» **WHAT TO DO**: An exact reproduction of the listing, minus the pictures, is the required output.

━━━ SUPPLIED DATA ━━━

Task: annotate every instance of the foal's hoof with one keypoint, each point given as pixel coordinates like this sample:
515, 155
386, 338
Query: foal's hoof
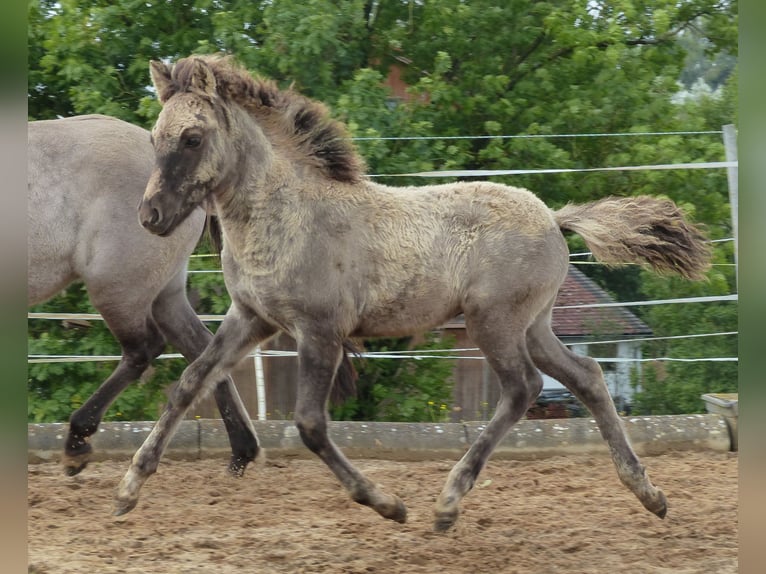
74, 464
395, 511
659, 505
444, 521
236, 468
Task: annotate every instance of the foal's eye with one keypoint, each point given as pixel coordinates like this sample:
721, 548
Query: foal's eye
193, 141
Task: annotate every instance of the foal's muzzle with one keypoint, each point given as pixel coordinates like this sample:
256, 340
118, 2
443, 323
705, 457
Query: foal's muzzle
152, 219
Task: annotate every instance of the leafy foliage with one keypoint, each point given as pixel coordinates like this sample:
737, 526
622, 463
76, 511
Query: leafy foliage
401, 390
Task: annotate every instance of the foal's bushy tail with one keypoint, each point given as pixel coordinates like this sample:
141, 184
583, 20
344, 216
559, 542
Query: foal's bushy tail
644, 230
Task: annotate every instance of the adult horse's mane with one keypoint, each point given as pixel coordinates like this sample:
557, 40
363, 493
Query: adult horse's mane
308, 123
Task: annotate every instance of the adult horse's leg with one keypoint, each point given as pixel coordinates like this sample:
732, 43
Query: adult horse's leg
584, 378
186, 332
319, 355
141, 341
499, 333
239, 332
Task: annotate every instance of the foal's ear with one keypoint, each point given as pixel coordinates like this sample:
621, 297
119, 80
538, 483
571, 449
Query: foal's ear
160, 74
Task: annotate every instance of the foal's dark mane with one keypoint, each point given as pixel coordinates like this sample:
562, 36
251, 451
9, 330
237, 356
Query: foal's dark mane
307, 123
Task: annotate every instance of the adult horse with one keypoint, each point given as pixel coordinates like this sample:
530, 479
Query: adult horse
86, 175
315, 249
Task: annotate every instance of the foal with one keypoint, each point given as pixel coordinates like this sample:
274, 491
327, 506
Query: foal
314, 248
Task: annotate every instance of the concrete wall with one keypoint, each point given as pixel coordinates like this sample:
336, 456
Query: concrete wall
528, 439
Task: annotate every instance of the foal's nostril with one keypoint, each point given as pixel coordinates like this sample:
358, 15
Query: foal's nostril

━━━

» **SOLUTION BELOW**:
Task: annotate every instance of the foal's hoof with one keypoint, each point given as pixel coordinates like this sample:
515, 155
386, 338
Query: foal's hoof
74, 464
395, 511
659, 505
444, 521
236, 468
Task: annotate every instance of the foal's eye with one keypoint, each point given as pixel coordinates like this sample:
721, 548
Query: foal's eye
193, 141
Task: annotate every instance of the foal's muzzle with one keypoint, each point given as pixel coordinates like this sample:
256, 340
118, 2
443, 323
705, 457
Query: foal's muzzle
152, 219
Task: annotate every instance of the leafy foliage with one keypoint, each point given as pixel coordinates like this sample:
737, 526
622, 463
76, 511
Query: leafy foliage
401, 390
Task: annotate every instance of the foal's bushy tail with one keypoint, each point given as pixel coordinates like this sample:
141, 184
583, 20
344, 216
559, 542
Query: foal's bushy tail
644, 230
Task: annotate every instance of the adult horse's mane with one keypoint, each point given as pixel coordinates like this sample:
557, 40
363, 493
Query: adult horse's mane
308, 123
Task: annotate every instance of the adult horse's leg with one keypoint, each point given as pixel coordinates like this sample:
732, 43
Query: adult horse's leg
584, 378
186, 332
319, 355
141, 341
499, 333
239, 332
Task: annotate every instance of the foal's ear with one keypoint, each point given as pixel coordinates like this sample:
621, 297
119, 80
538, 483
571, 449
Query: foal's ear
160, 74
Task: annotate every instance of the foal's dark mane with one keypoint, each point given as pixel coordinates like this sample:
562, 36
251, 451
9, 330
237, 356
Query: foal's dark mane
307, 123
Task: annotate every instance of the adult horse with one keypoint, each point given as pixel coordinates like this sample:
530, 479
Query: adult horse
86, 175
315, 249
Task: annotate every instance of the foal with one keypoint, each point given as pixel coordinates like this sample:
274, 491
327, 506
Query: foal
314, 248
Task: annotate every instance of the concrete wall with one keypoint, each point given as pixel coordinates like this sample:
336, 456
Query: concrete wall
528, 439
Task: annotate every instance of the foal's nostril with one keypoint, each point given as pixel coordinates like this sample:
358, 15
Query: foal's nostril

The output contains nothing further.